JOB => Every entry below must appear again, exactly as written.

TASK DATA =>

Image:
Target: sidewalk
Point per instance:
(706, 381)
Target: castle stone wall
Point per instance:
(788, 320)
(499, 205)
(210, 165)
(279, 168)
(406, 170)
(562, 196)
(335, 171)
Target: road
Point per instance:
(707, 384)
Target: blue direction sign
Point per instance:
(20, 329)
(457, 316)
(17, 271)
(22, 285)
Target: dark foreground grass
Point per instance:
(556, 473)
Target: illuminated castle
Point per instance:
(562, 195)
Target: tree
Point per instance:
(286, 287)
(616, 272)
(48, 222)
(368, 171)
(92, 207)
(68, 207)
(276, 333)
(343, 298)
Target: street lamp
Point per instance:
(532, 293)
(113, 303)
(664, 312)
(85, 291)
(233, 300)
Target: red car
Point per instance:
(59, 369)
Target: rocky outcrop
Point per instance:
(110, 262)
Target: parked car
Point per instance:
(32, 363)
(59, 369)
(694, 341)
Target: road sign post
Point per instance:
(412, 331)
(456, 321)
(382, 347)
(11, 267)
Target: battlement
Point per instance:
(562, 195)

OUTPUT BELOW =>
Image:
Target: sidewalk
Point per instance:
(706, 381)
Target: castle stone wall
Point per instance:
(788, 320)
(499, 205)
(210, 165)
(279, 168)
(406, 170)
(562, 196)
(335, 171)
Target: road
Point per instance:
(707, 384)
Target: blue direction sign
Point per instance:
(20, 329)
(457, 316)
(17, 271)
(22, 285)
Target: dark foreground grass
Point per instance:
(556, 473)
Target: illuminated castle
Point per instance:
(562, 195)
Target: tree
Point per instance:
(286, 287)
(616, 272)
(48, 222)
(368, 171)
(92, 207)
(68, 207)
(276, 333)
(343, 298)
Target: street lamp
Point per instance:
(532, 293)
(113, 303)
(664, 312)
(85, 291)
(233, 300)
Target: red car
Point per instance:
(59, 369)
Target: rocky outcrop
Point per instance:
(110, 262)
Target: parked car
Point per instance:
(32, 363)
(59, 369)
(694, 341)
Target: road sign post
Point per instance:
(412, 331)
(456, 321)
(382, 347)
(11, 267)
Target: battlement
Point per instance:
(562, 195)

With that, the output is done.